──────── Record extracts
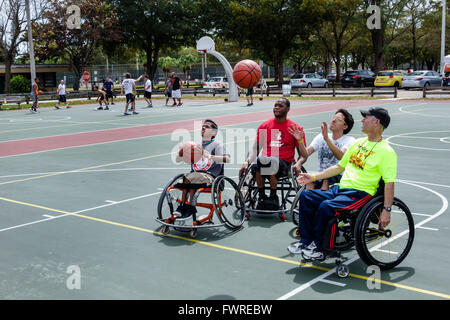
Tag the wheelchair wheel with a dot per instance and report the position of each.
(387, 247)
(345, 235)
(248, 189)
(294, 206)
(228, 202)
(169, 200)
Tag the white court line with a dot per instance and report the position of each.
(348, 262)
(78, 212)
(333, 283)
(428, 228)
(387, 251)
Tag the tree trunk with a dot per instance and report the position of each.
(279, 71)
(378, 47)
(8, 64)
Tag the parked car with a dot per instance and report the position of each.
(308, 80)
(446, 79)
(218, 83)
(422, 78)
(389, 78)
(358, 78)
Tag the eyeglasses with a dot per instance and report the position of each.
(339, 119)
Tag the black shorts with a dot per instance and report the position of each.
(130, 97)
(269, 166)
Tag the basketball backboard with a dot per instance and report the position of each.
(205, 44)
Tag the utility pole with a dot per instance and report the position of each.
(30, 42)
(444, 14)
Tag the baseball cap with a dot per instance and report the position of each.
(379, 113)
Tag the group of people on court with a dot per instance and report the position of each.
(349, 174)
(104, 94)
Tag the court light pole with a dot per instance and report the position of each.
(30, 42)
(444, 14)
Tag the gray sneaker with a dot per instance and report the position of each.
(312, 253)
(296, 248)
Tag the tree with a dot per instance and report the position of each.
(54, 39)
(165, 63)
(20, 84)
(268, 27)
(393, 24)
(158, 25)
(184, 62)
(335, 19)
(13, 26)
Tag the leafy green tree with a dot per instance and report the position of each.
(185, 62)
(165, 63)
(268, 27)
(154, 26)
(19, 84)
(336, 18)
(77, 46)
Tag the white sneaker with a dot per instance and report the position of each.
(310, 247)
(296, 248)
(312, 253)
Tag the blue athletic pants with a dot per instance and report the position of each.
(317, 208)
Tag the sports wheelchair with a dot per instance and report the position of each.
(287, 185)
(226, 202)
(358, 227)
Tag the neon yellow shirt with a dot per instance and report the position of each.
(365, 162)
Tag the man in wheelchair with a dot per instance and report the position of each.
(365, 162)
(277, 143)
(204, 171)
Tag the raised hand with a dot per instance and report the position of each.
(296, 132)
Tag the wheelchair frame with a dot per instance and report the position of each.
(286, 184)
(205, 221)
(353, 229)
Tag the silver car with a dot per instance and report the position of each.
(420, 79)
(308, 80)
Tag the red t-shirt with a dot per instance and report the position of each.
(279, 143)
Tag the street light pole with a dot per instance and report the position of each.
(30, 42)
(444, 14)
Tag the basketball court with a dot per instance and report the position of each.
(79, 191)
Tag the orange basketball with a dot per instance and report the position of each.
(246, 73)
(190, 152)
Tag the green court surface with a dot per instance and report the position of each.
(91, 207)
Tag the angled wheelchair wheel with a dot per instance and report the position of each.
(345, 238)
(388, 247)
(228, 202)
(248, 189)
(294, 205)
(169, 200)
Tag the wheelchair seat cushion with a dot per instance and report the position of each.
(195, 180)
(269, 166)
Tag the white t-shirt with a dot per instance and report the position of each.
(148, 84)
(325, 155)
(61, 89)
(128, 85)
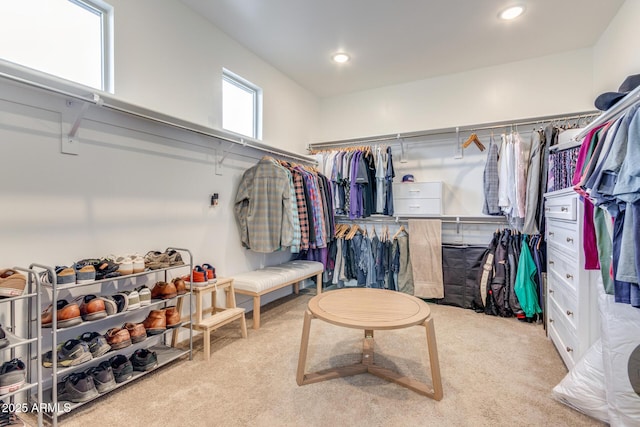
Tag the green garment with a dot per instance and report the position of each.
(525, 286)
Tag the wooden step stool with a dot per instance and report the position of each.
(218, 316)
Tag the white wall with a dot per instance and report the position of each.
(170, 59)
(555, 84)
(616, 55)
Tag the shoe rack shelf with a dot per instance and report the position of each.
(158, 343)
(24, 344)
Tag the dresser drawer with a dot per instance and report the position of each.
(564, 300)
(564, 340)
(561, 207)
(564, 236)
(567, 272)
(417, 190)
(417, 206)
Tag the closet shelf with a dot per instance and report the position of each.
(92, 96)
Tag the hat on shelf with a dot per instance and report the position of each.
(609, 99)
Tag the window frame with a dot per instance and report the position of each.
(256, 94)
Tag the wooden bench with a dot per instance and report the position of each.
(260, 282)
(216, 316)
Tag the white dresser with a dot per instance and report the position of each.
(572, 310)
(417, 198)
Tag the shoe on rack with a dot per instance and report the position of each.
(12, 283)
(137, 332)
(145, 295)
(64, 276)
(103, 377)
(4, 341)
(12, 376)
(67, 314)
(91, 307)
(97, 343)
(211, 273)
(125, 264)
(181, 286)
(84, 273)
(172, 316)
(110, 304)
(174, 257)
(155, 260)
(77, 387)
(138, 263)
(74, 352)
(118, 338)
(156, 322)
(122, 301)
(133, 300)
(122, 368)
(164, 290)
(143, 360)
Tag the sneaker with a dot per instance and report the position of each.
(12, 283)
(12, 376)
(74, 352)
(110, 304)
(211, 273)
(137, 332)
(121, 300)
(84, 273)
(103, 377)
(64, 276)
(77, 387)
(67, 314)
(125, 264)
(97, 343)
(145, 295)
(118, 338)
(91, 307)
(138, 263)
(144, 360)
(155, 260)
(122, 368)
(164, 290)
(133, 300)
(4, 341)
(174, 257)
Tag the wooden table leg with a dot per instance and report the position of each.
(304, 345)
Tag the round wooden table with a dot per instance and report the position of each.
(370, 309)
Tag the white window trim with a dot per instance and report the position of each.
(242, 83)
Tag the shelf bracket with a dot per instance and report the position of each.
(70, 140)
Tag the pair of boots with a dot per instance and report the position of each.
(159, 320)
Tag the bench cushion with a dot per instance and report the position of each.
(271, 277)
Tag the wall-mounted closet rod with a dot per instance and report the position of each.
(317, 146)
(612, 113)
(104, 99)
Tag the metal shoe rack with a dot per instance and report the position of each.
(24, 344)
(53, 377)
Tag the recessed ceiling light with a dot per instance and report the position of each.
(511, 12)
(340, 57)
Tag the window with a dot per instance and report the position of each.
(67, 38)
(241, 106)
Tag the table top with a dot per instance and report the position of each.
(368, 308)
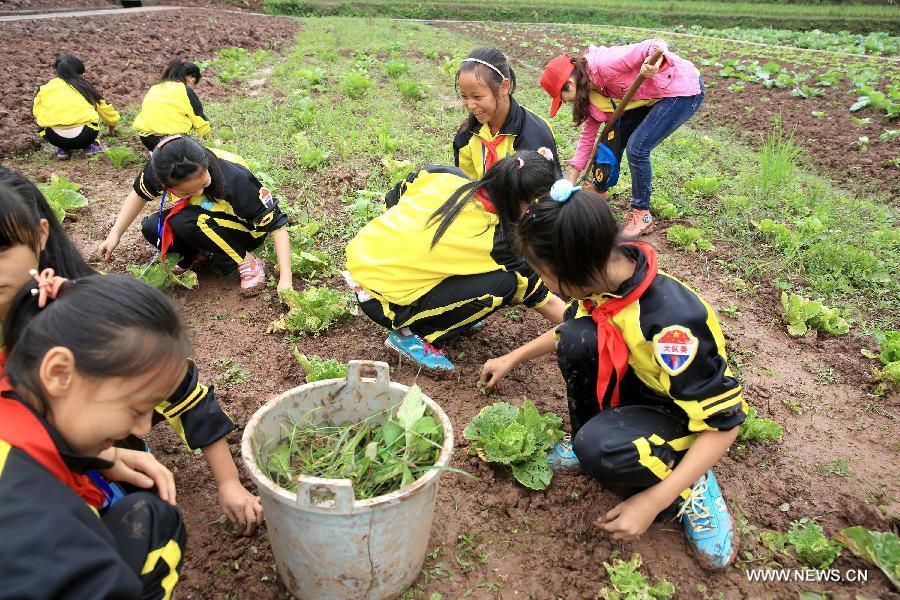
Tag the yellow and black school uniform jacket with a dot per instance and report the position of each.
(54, 544)
(676, 351)
(392, 258)
(58, 104)
(245, 205)
(171, 107)
(523, 130)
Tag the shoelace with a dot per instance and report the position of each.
(429, 349)
(697, 512)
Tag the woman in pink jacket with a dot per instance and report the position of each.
(672, 83)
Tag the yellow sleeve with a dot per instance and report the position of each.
(109, 115)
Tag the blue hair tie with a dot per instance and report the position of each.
(562, 190)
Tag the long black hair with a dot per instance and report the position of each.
(574, 240)
(511, 184)
(22, 206)
(70, 69)
(177, 159)
(114, 325)
(179, 69)
(486, 75)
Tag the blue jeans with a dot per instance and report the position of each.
(666, 116)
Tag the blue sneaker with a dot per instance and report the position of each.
(562, 456)
(420, 351)
(708, 524)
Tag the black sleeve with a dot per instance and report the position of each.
(250, 200)
(147, 185)
(196, 105)
(194, 412)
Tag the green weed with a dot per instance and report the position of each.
(318, 368)
(758, 429)
(314, 310)
(356, 83)
(628, 583)
(121, 156)
(802, 314)
(62, 195)
(161, 276)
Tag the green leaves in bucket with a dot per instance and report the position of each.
(380, 455)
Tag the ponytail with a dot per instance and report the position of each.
(511, 184)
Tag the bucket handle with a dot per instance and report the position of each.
(325, 494)
(381, 369)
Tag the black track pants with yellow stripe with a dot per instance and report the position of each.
(628, 448)
(151, 538)
(452, 307)
(221, 237)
────────────────
With the pictures omitted, the entries are to be transcribed in full, exactly as they appear.

**Your response:**
Tag the wheelchair wheel with a dot per instance and report the position of each.
(387, 247)
(345, 235)
(248, 189)
(294, 206)
(228, 202)
(169, 200)
Tag the white court line with a dot per instance and report the position of each.
(348, 262)
(78, 212)
(333, 283)
(428, 228)
(387, 251)
Tag the tree trunk with a dot per instance and report the position of each.
(279, 71)
(378, 47)
(8, 64)
Tag the parked car with a dot per instance and report the position of each.
(308, 80)
(446, 79)
(218, 83)
(422, 78)
(389, 78)
(358, 78)
Tag the eyeglasses with a dot per instance and report the position of each.
(339, 119)
Tag the black shorts with a dot per instance and report the position of each.
(130, 97)
(269, 166)
Tag the basketball backboard with a dot per instance and report the position of each.
(205, 44)
Tag the utility pole with a dot per instance and report the position of each.
(30, 42)
(444, 14)
Tag the baseball cap with a dot per instance and report the position of each.
(379, 113)
Tag the group of people on court with a dot per instance and report the position of each.
(349, 174)
(104, 94)
Tag the court light pole with a dot per instance and report the position of each.
(30, 42)
(444, 14)
Tag the gray sneaker with a dot per instance and report the position of each.
(312, 253)
(296, 248)
Tag the tree with a dot per instance and report the position of each.
(54, 39)
(165, 63)
(20, 84)
(268, 27)
(393, 24)
(158, 25)
(184, 62)
(335, 19)
(13, 26)
Tag the leafy green tree with a dot per instance and report the position of each.
(185, 62)
(165, 63)
(268, 27)
(154, 26)
(19, 84)
(336, 18)
(77, 46)
Tag the white sneaker with a dot per instance and report the position of each.
(310, 247)
(296, 248)
(312, 253)
Tag the blue athletic pants with a dot per instance and report the position of each.
(317, 208)
Tag the sports wheelchair with a dot per instance and report the position of each.
(287, 185)
(226, 202)
(358, 227)
Tag the neon yellow shirt with a dot per instance and report the position of each.
(365, 162)
Tag the man in wheelchair with a dot per instance and report the position of each.
(365, 162)
(277, 143)
(204, 171)
Tag the raised hand with a dot per instance and report the position of each.
(296, 132)
Tag the wheelchair frame with a dot per instance and report the position of each.
(286, 184)
(205, 221)
(353, 229)
Tag the silver car with a dot per instance and report the position of each.
(420, 79)
(308, 80)
Tag the red t-shirt with a dot per instance and report the position of each.
(279, 143)
Tag the street light pole with a dot per instance and report the position of each.
(30, 42)
(444, 14)
Tag the basketball court with a dot per instance and report the position of each.
(79, 191)
Tag the orange basketball with a dot per instance and report the position of each.
(246, 73)
(190, 152)
Tag the green court surface with a dot per instance and report the position of each.
(91, 207)
Tag the angled wheelchair wheel with a dot per instance and report the position of each.
(345, 238)
(388, 247)
(228, 202)
(248, 189)
(294, 205)
(169, 200)
Tag the wheelchair seat cushion with a dot per instance and report the position of each.
(195, 180)
(269, 166)
Tag the white t-shirt with a dot per instance and report the position of each.
(148, 84)
(325, 155)
(61, 89)
(128, 85)
Tag the green garment with a dot per instance and report the position of each.
(525, 286)
Tag the wooden step stool with a dot per instance and report the position of each.
(218, 316)
Tag the white wall with a dot per instance and report the position of each.
(170, 59)
(555, 84)
(616, 55)
Tag the shoe rack shelf with a dot per instance and report the position of each.
(158, 343)
(24, 344)
Tag the dresser drawer with a dot per instance and report the position of each.
(564, 300)
(564, 340)
(561, 207)
(564, 236)
(567, 272)
(417, 190)
(417, 206)
Tag the closet shelf with a dot per instance and report the position of each.
(92, 96)
Tag the hat on shelf with a dot per instance and report the position of each.
(609, 99)
Tag the window frame with a dot per instance and report the position of each.
(256, 94)
Tag the wooden bench with a dot per instance and report the position of each.
(260, 282)
(216, 316)
Tag the white dresser with a dot per instance and report the position of each.
(572, 310)
(417, 198)
Tag the shoe on rack with a dot per instance and report the position of each.
(12, 283)
(137, 332)
(145, 295)
(64, 276)
(103, 377)
(4, 341)
(12, 376)
(67, 314)
(91, 307)
(97, 343)
(211, 273)
(125, 264)
(181, 286)
(84, 273)
(172, 316)
(110, 304)
(174, 257)
(155, 260)
(77, 387)
(138, 263)
(74, 352)
(118, 338)
(156, 322)
(122, 301)
(133, 300)
(122, 368)
(164, 290)
(143, 360)
Tag the sneaker with a dot per instance and report the position of each.
(12, 283)
(12, 376)
(74, 352)
(110, 304)
(211, 273)
(137, 332)
(121, 300)
(84, 273)
(103, 377)
(64, 276)
(77, 387)
(67, 314)
(125, 264)
(97, 343)
(145, 295)
(118, 338)
(91, 307)
(138, 263)
(144, 360)
(155, 260)
(122, 368)
(164, 290)
(133, 300)
(4, 341)
(174, 257)
Tag the wooden table leg with a dot per instance and report the position of each.
(304, 345)
Tag the round wooden table with a dot per instance and report the position of each.
(370, 309)
Tag the white window trim with a dot per instance and report the position of each.
(242, 83)
Tag the shelf bracket with a dot per instance and report the position of each.
(70, 140)
Tag the pair of boots with a dot per instance and report the position of each.
(159, 320)
Tag the bench cushion with a dot per instance and report the position of each.
(271, 277)
Tag the wall-mounted closet rod with a dot per instance and report the position of each.
(317, 146)
(612, 113)
(104, 99)
Tag the metal shoe rack with a dot per instance and report the position of each.
(24, 344)
(53, 377)
Tag the recessed ceiling light with a dot per instance and report the position of each.
(511, 12)
(340, 57)
Tag the window with a dot per instance and report the position of each.
(67, 38)
(241, 106)
Tag the table top with a dot per instance and report the position of each.
(368, 308)
Tag the yellow and black school uniform jacket with a dot per instance and report the position of each.
(54, 544)
(676, 351)
(392, 258)
(58, 104)
(245, 205)
(171, 107)
(523, 130)
Tag the shoelace with a dot per instance and report the position of each.
(429, 349)
(697, 512)
Tag the woman in pink jacket with a dot per instance and report the position of each.
(672, 83)
Tag the yellow sleeve with a dot per instance and report the position of each.
(109, 115)
Tag the blue hair tie with a dot per instance and report the position of each.
(562, 190)
Tag the long black hair with a dot per instance and report the position of each.
(574, 240)
(511, 184)
(22, 206)
(70, 69)
(177, 159)
(114, 325)
(179, 69)
(486, 75)
Tag the blue jeans with a dot per instance and report the position of each.
(666, 116)
Tag the blue sneaker with a dot per instance and report the position of each.
(562, 456)
(420, 351)
(708, 524)
Tag the black sleeve with a dot per instance and report the position of each.
(250, 200)
(147, 185)
(196, 105)
(194, 412)
Tag the green weed with a dot per instance and report the position of each.
(318, 368)
(758, 429)
(314, 310)
(356, 83)
(628, 583)
(121, 156)
(802, 314)
(62, 195)
(161, 276)
Tag the green leaves in bucket with a dot per instance and report the position of each.
(380, 455)
Tag the ponytail with a dot per instance and report the position of each.
(511, 184)
Tag the bucket handle with a dot per instance and report the position of each.
(325, 494)
(381, 369)
Tag the black track pants with yellow stripe with a dot per instance and report the position of each.
(628, 448)
(151, 538)
(452, 307)
(221, 237)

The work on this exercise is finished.